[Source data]
******************************

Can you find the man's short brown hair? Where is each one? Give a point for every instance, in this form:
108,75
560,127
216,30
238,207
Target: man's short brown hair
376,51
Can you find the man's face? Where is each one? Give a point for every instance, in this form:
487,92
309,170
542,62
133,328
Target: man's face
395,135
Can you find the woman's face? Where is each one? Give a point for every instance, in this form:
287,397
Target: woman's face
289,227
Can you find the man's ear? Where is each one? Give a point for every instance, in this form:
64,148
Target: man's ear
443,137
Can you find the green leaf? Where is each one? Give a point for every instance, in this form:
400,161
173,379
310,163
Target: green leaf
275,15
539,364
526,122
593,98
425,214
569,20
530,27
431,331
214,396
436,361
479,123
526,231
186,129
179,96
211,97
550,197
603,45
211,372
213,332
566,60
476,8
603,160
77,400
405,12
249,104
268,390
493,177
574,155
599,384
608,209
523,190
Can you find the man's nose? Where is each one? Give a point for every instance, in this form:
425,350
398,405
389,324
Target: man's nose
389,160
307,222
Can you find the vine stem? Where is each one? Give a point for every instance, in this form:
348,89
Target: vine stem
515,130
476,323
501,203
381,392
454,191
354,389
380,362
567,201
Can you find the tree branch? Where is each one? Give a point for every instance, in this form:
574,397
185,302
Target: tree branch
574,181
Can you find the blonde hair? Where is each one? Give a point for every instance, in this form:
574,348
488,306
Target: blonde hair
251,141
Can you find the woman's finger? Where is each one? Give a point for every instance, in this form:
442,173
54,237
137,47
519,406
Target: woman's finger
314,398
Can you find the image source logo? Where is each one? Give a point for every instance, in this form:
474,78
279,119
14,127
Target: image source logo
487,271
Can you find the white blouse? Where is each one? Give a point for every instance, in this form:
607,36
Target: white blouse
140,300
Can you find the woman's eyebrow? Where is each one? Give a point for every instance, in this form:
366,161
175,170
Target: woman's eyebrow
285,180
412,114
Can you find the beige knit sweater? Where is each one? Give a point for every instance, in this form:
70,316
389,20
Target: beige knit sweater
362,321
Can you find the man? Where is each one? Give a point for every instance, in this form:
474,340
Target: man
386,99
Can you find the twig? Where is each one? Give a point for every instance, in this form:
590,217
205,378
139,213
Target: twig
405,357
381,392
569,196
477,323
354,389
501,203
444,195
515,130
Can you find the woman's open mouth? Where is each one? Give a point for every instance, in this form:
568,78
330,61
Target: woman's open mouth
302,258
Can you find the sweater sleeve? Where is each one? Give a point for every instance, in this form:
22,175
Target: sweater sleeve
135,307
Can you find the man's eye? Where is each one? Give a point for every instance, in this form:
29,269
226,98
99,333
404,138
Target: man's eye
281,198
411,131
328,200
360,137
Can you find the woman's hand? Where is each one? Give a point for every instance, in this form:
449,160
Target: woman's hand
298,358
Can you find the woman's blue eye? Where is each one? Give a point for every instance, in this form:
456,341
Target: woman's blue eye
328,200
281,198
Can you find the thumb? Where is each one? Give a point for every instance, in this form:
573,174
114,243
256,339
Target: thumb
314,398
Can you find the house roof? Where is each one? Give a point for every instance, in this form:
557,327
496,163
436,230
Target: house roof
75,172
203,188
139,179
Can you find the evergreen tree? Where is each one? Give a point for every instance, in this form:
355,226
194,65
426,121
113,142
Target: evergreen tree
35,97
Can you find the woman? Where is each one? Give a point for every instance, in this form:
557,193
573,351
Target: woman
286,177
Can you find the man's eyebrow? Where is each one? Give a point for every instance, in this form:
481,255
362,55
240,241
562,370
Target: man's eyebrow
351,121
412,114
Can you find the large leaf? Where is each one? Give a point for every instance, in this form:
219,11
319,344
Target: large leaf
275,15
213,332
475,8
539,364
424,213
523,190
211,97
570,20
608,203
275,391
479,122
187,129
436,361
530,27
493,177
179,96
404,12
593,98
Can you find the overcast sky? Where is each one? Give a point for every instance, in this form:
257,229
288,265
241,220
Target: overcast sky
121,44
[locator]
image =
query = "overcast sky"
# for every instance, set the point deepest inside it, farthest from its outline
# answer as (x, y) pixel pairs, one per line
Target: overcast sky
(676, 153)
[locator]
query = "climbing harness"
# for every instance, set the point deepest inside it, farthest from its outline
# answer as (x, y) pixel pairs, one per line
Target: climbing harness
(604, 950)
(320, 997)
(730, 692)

******************************

Retype the records above exactly.

Can you find the man's short brown hair? Where is each one? Give a point for every instance, in this form:
108,75
560,127
216,30
238,207
Target: man's short brown hair
376,51
Can you find the man's face? Where is each one? Give a point for every instance, in this form:
487,92
309,170
542,62
133,328
Target: man's face
395,135
Can you find the woman's face? Where is each one? Give a point for every instance, in this form:
287,397
Target: woman's face
289,227
Can you find the man's ear? Where is each one? Give a point for every instance, in this form:
64,148
Target: man's ear
443,137
Can you find the green leaf? Where is each one? Give a point for every instance, in this form:
400,161
173,379
310,163
Target: green leaf
275,15
539,364
526,122
593,98
425,214
569,20
530,27
431,331
214,396
436,361
479,123
526,231
186,129
179,96
211,97
550,197
603,45
211,372
213,332
566,60
476,8
603,160
77,400
405,12
249,104
268,390
493,177
574,155
599,384
608,209
523,190
Can you find the man's nose? Where is each one? Give a point for every instance, in this form:
425,350
398,405
389,324
Target: man's nose
389,160
307,222
Can you find the vine stem? Where is each one? Give a point for every instance, in this form:
348,89
Target: vine stem
515,130
476,323
501,203
381,392
454,191
354,389
380,362
567,201
Can you find the tree branch? Where is each one? Give a point for every instance, in this form:
574,397
185,302
Target: tree branch
574,181
Can you find the blonde hair? Where is each one? Give a point for every instance, in this form:
574,348
488,306
Target: blonde hair
251,141
Can you find the woman's finger? Where is each one? Give a point for every instance, in this form:
442,173
54,237
137,47
519,406
Target: woman's finger
314,398
Can you find the image source logo? Where is each one? Give a point for every instance, in this form:
474,78
279,119
14,127
Target: image source logo
487,271
Can you find the white blouse? Where is each one? Give a point for every instance, in this form:
607,36
Target: white blouse
140,300
Can you find the woman's eyebrow? Where is each one? Give a point for every instance, in this form:
366,161
175,170
Target: woman's eyebrow
285,180
412,114
Can you find the beige knit sweater? Where is each one? Give a point for every instance, in this form:
70,316
389,20
Target: beige knit sweater
362,321
Can you find the man? Where is each one? Give a point for every instance, in this form:
474,340
Target: man
386,99
Can you find the twig? Where is each one? Give a point for every instance, in this form:
590,217
205,378
139,213
Target: twig
405,357
381,392
569,196
477,323
354,389
501,203
444,195
515,130
Can you find the woman's open mouth? Where is each one? Give a point for every instance, in this form:
568,78
330,61
Target: woman's open mouth
302,258
Can you find the sweater sleeve? Where is each one? Give a point for every instance, in this form:
22,175
Target: sweater sleeve
135,307
Can you find the man's eye? Where is each one? Give a point for every instance, in this form:
29,269
226,98
99,333
404,138
Target: man's eye
281,198
411,131
328,200
360,137
Can you find the woman's hand? Where is each one? Give a point for every instance, in this form:
449,160
Target: woman's hand
298,358
Can you find the woman's blue eye? Where is each one? Give a point for every instance, in this form:
456,341
Target: woman's blue eye
328,200
281,198
Can you find the thumb? Where is each one? Give a point for every instance, in this form:
573,174
114,243
256,339
Target: thumb
314,398
Can you find the house roof? Where is each one? Give a point for every instance, in this form:
557,327
496,163
436,230
Target: house roof
75,172
203,188
139,179
Can you find the evergreen tree? Where is each one? Give a point for every instance, in this form:
355,226
194,65
426,121
113,142
Target: evergreen tree
35,97
Can you find the woman? Where is each one? Give a point for every instance, in this form:
557,193
573,351
Target: woman
286,177
Can you find the man's eyebrow? Where is each one? Give a point for every instance, in this form:
481,255
362,55
240,241
562,370
Target: man's eyebrow
351,121
412,114
Can you find the large leaf? Where is each one? Give a point for every instance, in this form:
219,11
319,344
Target: large leaf
275,15
213,332
475,8
539,364
424,213
523,190
211,97
570,20
608,203
275,391
479,122
187,129
436,361
530,27
493,177
179,96
404,12
593,98
Can you find the overcast sky? Where is each one? Give a point for every instance, in this form:
257,229
288,265
241,220
Target: overcast sky
121,44
[locator]
image =
query = "overcast sky"
# for every instance, set the point deepest inside it, farthest from its outline
# answer as (x, y) pixel pairs, one per line
Target: overcast sky
(676, 153)
[locator]
query = "climbing harness"
# for every instance, set the point deepest inside it, farthest from its outline
# answer as (x, y) pixel pairs, one per line
Target: climbing harness
(604, 950)
(320, 997)
(730, 692)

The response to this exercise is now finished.